Page text =>
The highest virtue relates to the highest part of ourselves, which is intelligence. Intelligent
activity can be performed more continuously and easily than any other kind of action. The wise
person requires the necessities of life but, unlike the just and courageous persons, does not need
anyone else to exercise the intellect in study, and the wiser one is the more one can do it by
oneself. As intelligence is the most divine quality, the life guided by intelligence is more divine.
This highest and best controlling part of us is our true self and acts according to virtue. Thus for
Aristotle contemplative activity surpasses all others in bliss. One still needs external goods to
live as a human, but the wise will not possess them in excess. Those who cultivate intelligence
best are most beloved of the gods and presumably happiest.
Most people though are not guided by goodness and nobility, but they are swayed by fear of
punishment more than shame of disgrace. Influenced by emotions, they pursue pleasures and
avoid pains. Aristotle asked how could such people be transformed by argument. Some argue
that people are good by nature, others by habit, and others by teaching. Nature is beyond our
power. Teaching is not effective in all cases, because the listener must first be conditioned by
appropriate habits. To give the right training from the beginning, one must be brought up under
the right laws, which also can regulate the actions of adults. Law has the power to compel; while
people resent those who oppose their impulses, the law is not as invidious. Thus anyone who
wants to make people better ought to study legislation, and so Aristotle turned next to politics
and governmental constitutions.

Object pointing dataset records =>
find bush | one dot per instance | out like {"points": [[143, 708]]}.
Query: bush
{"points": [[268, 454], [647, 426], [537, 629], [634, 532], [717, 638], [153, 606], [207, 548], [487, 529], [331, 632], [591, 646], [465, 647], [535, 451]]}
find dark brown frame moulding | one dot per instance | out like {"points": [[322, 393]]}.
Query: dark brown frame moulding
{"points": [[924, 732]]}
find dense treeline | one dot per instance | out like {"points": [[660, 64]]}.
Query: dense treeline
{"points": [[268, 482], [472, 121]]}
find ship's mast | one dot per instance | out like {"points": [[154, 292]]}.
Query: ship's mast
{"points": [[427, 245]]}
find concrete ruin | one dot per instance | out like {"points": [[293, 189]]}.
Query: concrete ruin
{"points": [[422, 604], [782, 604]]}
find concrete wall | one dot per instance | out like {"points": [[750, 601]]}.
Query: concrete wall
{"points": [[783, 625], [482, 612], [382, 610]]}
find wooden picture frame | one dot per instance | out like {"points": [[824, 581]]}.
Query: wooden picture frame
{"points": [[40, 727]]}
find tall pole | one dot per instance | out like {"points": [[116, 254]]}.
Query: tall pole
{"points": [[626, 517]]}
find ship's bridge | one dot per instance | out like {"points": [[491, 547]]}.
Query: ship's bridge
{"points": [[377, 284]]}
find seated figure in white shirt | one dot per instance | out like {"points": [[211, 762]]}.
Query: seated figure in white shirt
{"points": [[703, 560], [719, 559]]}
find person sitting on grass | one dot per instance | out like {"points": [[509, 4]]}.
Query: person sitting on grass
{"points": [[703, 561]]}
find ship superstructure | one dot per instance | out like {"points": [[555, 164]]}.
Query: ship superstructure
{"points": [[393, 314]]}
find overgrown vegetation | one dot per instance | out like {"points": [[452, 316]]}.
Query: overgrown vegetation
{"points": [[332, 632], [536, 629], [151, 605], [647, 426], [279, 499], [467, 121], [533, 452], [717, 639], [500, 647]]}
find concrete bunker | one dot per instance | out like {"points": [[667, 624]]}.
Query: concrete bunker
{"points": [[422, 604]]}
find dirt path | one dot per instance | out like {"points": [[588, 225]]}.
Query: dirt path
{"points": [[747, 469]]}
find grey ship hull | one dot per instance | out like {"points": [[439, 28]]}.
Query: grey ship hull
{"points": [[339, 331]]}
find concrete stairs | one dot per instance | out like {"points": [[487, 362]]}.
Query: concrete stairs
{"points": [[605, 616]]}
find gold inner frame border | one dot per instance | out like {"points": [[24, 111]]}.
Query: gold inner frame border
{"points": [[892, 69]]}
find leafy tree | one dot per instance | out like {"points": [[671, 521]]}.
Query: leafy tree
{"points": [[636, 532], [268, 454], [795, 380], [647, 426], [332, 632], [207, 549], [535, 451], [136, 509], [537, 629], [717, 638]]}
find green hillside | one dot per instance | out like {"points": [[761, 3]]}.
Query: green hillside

Problems and tasks =>
[a] How would you summarize the Aristotle passage in three sentences?
[b] Could you carry on the Aristotle passage from its final sentence?
The records aren't needed for anything here.

Answer set =>
[a] For Aristotle, the highest virtue belongs to intelligence, our most divine part and true self, so a contemplative life surpasses all others in bliss and needs external goods only in moderation. Most people, however, are swayed by fear of punishment and by pleasure and pain rather than by goodness, so argument alone cannot transform them, and teaching works only on those already conditioned by the right habits. Such habits come from being brought up under the right laws, which have the power to compel without being resented, so anyone who wants to make people better should study legislation, which led Aristotle next to politics.

[b]
Aristotle's Politics
Many of Aristotle's prejudices came out in his Politics. He believed that barbarians and slaves
are identical and that the Greeks ought to rule over both. He also quoted Homer for the long-
standing practice that men ought to have the power of law over children and wives. Aristotle
believed that humans are political animals and only a sub-human like the war-mad man of
Homer has no family, no morals, and no home. Wickedness that is armed is the hardest to
handle. Justice is the essential basis of political association. Aristotle was aware that some people
believed there is no difference in the nature of slaves and that as a form of rule based on force it
is wrong. Aristotle considered property and tools essential to a minimum standard of wealth and
the good life. He included tamed animals and slaves as tools and the master's property. He
believed that some by nature should rule and others serve. When the mind rules over the body, a
person is in a good state; when the body rules over the mind, one is in a bad condition. He
believed that as the mind is to rule the emotions, so too men are to rule over women.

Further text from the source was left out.